**Problems and tasks**
A – Which attorneys filed the motion described in the Widmer defense article?
B – According to the Widmer defense article, on what date did Sarah Widmer fill out the medical history questionnaire for her employer?

**Excerpted passage**
+ + +

Widmer defense: Drowning victim had undisclosed heart condition

Attorneys file motion asking for an acquittal for Ryan Widmer after mistrial.

LEBANON — Sarah Widmer, whose husband is accused in her drowning death, had a previously undisclosed heart condition, Ryan Widmer’s defense team said Thursday, July 1, in a motion asking a Warren County judge to acquit him.

Widmer, 29, stands accused of drowning his wife in the bathtub of their Hamilton Twp. home in August 2008.

Medical records obtained from Sarah Widmer’s employer showed she had a heart murmur as a child, even though her mother, Ruth Ann Steward, testified that she had no prior heart condition or history, according to a motion filed by attorneys Jay Clark, Lindsey Gutierrez and Hal Arenstein.

In a medical history questionnaire Sarah Widmer filled out Oct. 5, 2006, for her employer John Becker, Widmer, then using her maiden name Sarah Steward, circled ‘yes’ to the question, “Have you ever been told by a physician that you have a heart murmur?” then scribbled “as a child” in the margin.

+ + +

**Input data**

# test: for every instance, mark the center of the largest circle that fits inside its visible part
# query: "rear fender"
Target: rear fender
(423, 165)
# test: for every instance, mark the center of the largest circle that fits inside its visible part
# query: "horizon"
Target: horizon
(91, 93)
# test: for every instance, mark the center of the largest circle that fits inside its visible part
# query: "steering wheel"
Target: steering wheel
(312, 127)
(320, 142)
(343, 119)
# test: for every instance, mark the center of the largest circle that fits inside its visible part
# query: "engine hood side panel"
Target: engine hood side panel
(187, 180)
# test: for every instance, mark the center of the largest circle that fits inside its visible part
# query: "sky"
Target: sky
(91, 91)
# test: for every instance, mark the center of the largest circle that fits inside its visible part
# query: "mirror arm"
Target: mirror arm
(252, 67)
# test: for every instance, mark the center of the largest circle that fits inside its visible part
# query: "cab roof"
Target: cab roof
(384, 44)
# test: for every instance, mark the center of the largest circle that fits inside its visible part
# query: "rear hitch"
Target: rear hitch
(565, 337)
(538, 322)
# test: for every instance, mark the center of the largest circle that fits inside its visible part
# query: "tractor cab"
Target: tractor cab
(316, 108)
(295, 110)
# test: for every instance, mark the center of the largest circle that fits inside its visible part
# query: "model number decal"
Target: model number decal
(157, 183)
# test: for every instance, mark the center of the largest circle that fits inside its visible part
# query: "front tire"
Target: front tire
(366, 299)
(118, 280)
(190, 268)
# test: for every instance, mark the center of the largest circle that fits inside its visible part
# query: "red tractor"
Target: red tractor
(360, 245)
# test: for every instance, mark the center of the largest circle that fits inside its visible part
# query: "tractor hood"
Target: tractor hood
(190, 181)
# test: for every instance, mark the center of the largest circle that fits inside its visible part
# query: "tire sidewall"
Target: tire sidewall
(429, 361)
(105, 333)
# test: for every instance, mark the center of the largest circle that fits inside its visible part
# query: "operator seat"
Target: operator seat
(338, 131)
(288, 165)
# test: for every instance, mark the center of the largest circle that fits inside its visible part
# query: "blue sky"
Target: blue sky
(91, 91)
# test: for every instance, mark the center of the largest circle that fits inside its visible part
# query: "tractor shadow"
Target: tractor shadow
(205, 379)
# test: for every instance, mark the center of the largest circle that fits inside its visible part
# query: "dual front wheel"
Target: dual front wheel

+ + +

**Completed exercise**
A – Jay Clark, Lindsey Gutierrez and Hal Arenstein

B – Oct. 5, 2006